START Available data
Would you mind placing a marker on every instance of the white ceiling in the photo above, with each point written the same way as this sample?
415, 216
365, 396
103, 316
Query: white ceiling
END Available data
▶ _What you are asked to do_
Find each line above that contains "ceiling", and copy those lines.

▶ _Answer below_
Would you mind placing a marker on every instance of the white ceiling in the photo above, with each point written the same way as this sample?
Query: white ceiling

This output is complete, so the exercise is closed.